[Records contained in a dataset]
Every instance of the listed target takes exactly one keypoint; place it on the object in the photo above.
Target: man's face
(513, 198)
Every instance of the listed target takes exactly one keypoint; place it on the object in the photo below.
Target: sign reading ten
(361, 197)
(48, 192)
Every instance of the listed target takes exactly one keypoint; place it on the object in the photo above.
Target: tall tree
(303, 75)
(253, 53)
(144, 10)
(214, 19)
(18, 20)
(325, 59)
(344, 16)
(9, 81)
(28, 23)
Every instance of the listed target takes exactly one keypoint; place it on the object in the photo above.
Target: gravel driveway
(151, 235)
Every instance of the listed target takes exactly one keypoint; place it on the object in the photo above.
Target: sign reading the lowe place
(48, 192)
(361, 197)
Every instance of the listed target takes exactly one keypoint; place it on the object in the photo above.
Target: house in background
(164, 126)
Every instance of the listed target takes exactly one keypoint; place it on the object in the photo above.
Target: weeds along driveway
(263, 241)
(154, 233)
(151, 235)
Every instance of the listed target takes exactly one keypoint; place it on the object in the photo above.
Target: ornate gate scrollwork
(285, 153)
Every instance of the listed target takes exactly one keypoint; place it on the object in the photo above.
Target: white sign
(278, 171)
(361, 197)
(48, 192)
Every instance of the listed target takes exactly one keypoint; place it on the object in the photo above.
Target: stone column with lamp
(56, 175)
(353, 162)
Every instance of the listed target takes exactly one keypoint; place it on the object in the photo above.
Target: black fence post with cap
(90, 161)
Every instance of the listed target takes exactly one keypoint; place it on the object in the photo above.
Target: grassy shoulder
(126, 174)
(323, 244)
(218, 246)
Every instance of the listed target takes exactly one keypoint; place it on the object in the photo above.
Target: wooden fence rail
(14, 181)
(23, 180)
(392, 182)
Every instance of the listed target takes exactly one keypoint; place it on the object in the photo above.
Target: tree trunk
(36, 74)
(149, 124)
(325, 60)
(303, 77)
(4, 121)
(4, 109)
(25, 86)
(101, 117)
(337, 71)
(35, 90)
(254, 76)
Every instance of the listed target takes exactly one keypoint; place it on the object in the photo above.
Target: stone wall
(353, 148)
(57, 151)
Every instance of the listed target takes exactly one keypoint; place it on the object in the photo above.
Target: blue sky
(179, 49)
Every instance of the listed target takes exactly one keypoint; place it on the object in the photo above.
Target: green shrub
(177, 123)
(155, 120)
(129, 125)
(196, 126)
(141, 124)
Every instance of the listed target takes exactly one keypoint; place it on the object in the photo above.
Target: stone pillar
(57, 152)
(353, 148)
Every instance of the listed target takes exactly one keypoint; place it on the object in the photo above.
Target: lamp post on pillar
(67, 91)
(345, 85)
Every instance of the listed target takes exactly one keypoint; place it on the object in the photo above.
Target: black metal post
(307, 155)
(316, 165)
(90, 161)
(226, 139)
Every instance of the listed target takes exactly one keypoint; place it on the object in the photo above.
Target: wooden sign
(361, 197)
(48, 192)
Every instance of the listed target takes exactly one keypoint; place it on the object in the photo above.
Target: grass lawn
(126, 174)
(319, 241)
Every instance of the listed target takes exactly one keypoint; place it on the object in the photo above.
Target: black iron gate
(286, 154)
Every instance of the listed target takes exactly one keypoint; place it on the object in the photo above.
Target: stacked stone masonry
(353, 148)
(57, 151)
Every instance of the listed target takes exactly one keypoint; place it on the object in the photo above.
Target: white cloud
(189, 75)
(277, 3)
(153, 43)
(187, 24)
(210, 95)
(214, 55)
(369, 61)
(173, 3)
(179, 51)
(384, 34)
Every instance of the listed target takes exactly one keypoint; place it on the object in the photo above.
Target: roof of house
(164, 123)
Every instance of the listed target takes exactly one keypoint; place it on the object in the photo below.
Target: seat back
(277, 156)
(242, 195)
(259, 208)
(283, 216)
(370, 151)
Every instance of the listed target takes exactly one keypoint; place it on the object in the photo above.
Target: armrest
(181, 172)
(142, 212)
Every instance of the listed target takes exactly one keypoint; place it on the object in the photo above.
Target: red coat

▶ **GOAL OF THE EXERCISE**
Each line from the one holding "Target: white cloud" to the end of the data above goes into the answer exactly as written, and no other line does.

▶ **RESULT OF THE TASK**
Target: white cloud
(189, 75)
(277, 3)
(153, 43)
(187, 24)
(210, 95)
(214, 55)
(369, 61)
(173, 3)
(179, 51)
(384, 34)
Every instance of the listed target takes exactly one keypoint; place it on the object in the photo above.
Target: roof of house
(164, 123)
Every instance of the listed target takes exactly one keypoint; place it on the object in the photo below.
Target: seat back
(277, 156)
(242, 195)
(259, 208)
(283, 216)
(370, 151)
Every instance of the listed target takes exactly one keypoint; place it on the object in the photo above.
Target: armrest
(181, 172)
(142, 212)
Every instance of the listed target takes exactly one keypoint; place it on the object in the photo above.
Target: red coat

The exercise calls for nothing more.